ACTIVITY:
Write out every entry below word for word, leaving nothing out.

---

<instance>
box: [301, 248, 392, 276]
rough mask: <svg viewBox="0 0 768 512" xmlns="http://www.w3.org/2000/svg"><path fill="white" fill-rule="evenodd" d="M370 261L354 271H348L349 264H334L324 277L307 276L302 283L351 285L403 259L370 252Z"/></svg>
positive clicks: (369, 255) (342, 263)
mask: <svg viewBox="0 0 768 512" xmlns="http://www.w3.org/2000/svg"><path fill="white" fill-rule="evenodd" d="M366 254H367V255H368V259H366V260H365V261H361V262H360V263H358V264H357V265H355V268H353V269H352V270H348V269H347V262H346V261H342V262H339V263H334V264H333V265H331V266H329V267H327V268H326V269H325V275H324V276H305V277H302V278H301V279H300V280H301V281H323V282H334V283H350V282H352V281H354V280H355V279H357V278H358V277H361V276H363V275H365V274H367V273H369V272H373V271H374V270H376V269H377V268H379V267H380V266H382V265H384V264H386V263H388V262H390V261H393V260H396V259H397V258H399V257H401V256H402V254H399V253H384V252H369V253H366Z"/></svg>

---

OUTPUT OF THE EXERCISE:
<instance>
box: [301, 248, 392, 276]
rough mask: <svg viewBox="0 0 768 512" xmlns="http://www.w3.org/2000/svg"><path fill="white" fill-rule="evenodd" d="M370 261L354 271H348L349 264H334L324 277L307 276L302 283L351 285L403 259L370 252Z"/></svg>
positive clicks: (369, 255) (342, 263)
mask: <svg viewBox="0 0 768 512" xmlns="http://www.w3.org/2000/svg"><path fill="white" fill-rule="evenodd" d="M366 254H367V255H368V259H366V260H365V261H361V262H360V263H358V264H357V265H355V268H353V269H352V270H348V269H347V262H346V261H342V262H339V263H334V264H333V265H331V266H329V267H327V268H326V269H325V275H324V276H305V277H302V278H301V279H300V280H301V281H323V282H334V283H350V282H352V281H354V280H355V279H357V278H358V277H361V276H363V275H365V274H367V273H369V272H373V271H374V270H376V269H377V268H379V267H380V266H382V265H384V264H386V263H388V262H390V261H393V260H396V259H397V258H399V257H401V256H402V254H399V253H384V252H369V253H366Z"/></svg>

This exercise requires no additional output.